Data records: Begin

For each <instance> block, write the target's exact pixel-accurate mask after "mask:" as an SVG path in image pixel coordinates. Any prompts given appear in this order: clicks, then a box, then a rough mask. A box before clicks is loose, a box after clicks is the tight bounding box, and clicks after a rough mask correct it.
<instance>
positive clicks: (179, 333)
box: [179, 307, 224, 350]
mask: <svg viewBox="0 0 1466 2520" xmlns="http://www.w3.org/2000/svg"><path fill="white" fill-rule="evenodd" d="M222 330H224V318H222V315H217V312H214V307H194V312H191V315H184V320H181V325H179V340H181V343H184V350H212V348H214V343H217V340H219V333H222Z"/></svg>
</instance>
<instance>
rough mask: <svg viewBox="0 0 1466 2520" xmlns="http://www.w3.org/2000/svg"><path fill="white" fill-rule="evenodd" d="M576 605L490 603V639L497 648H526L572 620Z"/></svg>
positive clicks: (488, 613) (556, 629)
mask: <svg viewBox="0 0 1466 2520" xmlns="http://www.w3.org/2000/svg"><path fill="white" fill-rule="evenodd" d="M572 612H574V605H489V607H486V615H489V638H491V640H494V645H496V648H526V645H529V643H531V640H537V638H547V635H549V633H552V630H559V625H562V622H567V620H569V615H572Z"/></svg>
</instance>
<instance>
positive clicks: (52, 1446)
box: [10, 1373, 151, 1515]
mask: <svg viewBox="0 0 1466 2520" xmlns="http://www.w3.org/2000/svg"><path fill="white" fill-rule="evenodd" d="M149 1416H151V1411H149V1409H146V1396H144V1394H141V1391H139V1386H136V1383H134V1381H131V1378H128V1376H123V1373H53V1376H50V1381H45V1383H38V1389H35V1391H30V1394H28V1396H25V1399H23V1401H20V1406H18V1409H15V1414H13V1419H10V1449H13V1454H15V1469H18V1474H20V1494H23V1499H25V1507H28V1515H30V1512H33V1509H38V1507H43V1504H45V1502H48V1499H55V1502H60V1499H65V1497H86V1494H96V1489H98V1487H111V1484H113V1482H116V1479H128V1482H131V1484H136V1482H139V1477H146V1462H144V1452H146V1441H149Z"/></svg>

Data records: End

*Task directions*:
Should a line in the material contain "rough", copy it.

*Response*:
For each <instance> block, write the target's exact pixel-accurate mask after "mask:" as an SVG path in image pixel coordinates. Any prompts given appear in this order: clicks, then a box, then a rough mask. A box before clicks is loose, a box after clicks is the tight bounding box, and clicks after a rough mask correct it.
rough mask: <svg viewBox="0 0 1466 2520" xmlns="http://www.w3.org/2000/svg"><path fill="white" fill-rule="evenodd" d="M576 605L490 603V639L497 648H526L572 620Z"/></svg>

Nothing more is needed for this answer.